Given exercise
Change every "Trace" in the rows below to "Draw", and leave everything else in those rows as it is.

** START **

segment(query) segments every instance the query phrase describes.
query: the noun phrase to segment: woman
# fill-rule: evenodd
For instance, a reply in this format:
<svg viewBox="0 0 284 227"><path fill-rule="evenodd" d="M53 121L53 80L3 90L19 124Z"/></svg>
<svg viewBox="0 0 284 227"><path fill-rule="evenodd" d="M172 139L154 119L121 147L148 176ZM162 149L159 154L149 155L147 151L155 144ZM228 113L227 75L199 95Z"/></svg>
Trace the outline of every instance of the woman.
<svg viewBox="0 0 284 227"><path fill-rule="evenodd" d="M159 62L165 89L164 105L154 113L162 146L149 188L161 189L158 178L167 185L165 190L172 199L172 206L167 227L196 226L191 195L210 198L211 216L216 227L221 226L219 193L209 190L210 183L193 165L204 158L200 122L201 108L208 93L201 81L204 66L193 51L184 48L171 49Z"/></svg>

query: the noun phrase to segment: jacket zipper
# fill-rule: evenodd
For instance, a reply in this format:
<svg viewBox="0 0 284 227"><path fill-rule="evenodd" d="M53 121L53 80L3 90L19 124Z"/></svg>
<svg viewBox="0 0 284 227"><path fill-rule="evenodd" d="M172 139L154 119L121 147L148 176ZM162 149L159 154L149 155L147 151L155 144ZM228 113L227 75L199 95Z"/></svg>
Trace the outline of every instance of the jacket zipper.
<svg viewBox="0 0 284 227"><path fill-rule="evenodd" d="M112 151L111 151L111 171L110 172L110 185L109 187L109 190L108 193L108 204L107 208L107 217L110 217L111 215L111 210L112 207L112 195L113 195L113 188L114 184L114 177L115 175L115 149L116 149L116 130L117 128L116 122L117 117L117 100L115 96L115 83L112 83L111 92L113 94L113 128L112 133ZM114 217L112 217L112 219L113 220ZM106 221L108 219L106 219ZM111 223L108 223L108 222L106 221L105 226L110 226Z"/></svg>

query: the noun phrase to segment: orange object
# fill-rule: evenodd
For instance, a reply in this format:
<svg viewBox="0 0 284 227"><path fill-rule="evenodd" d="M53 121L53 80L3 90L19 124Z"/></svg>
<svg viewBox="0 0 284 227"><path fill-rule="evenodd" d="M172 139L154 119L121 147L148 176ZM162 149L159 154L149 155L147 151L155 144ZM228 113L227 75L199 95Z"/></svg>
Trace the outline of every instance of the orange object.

** END **

Output
segment(query) segments every instance the query phrase describes.
query: the noun phrase to segment: woman
# fill-rule: evenodd
For instance, a reply in this format:
<svg viewBox="0 0 284 227"><path fill-rule="evenodd" d="M53 121L53 80L3 90L19 124Z"/></svg>
<svg viewBox="0 0 284 227"><path fill-rule="evenodd" d="M172 139L154 119L121 147L148 176ZM162 149L159 154L149 155L147 151L155 144ZM228 113L227 75L199 95Z"/></svg>
Draw the outline of every instance of the woman.
<svg viewBox="0 0 284 227"><path fill-rule="evenodd" d="M159 62L165 89L164 105L154 113L162 146L149 188L161 189L158 178L167 185L165 190L172 199L172 206L167 227L196 226L191 195L210 198L211 216L216 227L221 226L219 193L209 190L210 183L193 165L204 158L200 122L201 108L208 93L201 81L204 66L193 51L184 48L171 49Z"/></svg>

query: the noun phrase to segment: jacket zipper
# fill-rule: evenodd
For instance, a reply in this format:
<svg viewBox="0 0 284 227"><path fill-rule="evenodd" d="M53 121L53 80L3 90L19 124Z"/></svg>
<svg viewBox="0 0 284 227"><path fill-rule="evenodd" d="M172 139L154 119L121 147L148 176ZM162 149L159 154L149 155L147 151L155 144ZM228 113L227 75L199 95Z"/></svg>
Draw the outline of every instance of the jacket zipper.
<svg viewBox="0 0 284 227"><path fill-rule="evenodd" d="M112 151L111 151L111 171L110 172L110 185L109 187L109 190L108 193L108 204L107 208L107 217L110 217L111 215L111 210L112 207L112 195L113 195L113 188L114 184L114 177L115 175L115 149L116 149L116 130L117 128L116 122L117 117L117 100L115 96L115 83L112 83L111 92L113 94L113 128L112 133ZM114 217L112 217L112 219L113 220ZM106 221L108 219L106 219ZM111 223L108 223L108 222L106 221L105 226L110 226Z"/></svg>

query: the noun phrase to segment: orange object
# fill-rule: evenodd
For instance, a reply in this format:
<svg viewBox="0 0 284 227"><path fill-rule="evenodd" d="M53 121L53 80L3 90L19 124Z"/></svg>
<svg viewBox="0 0 284 227"><path fill-rule="evenodd" d="M172 139L154 119L121 147L148 176ZM162 149L159 154L149 155L147 151L155 144ZM228 113L227 75L199 95Z"/></svg>
Draw the outline of every instance of the orange object.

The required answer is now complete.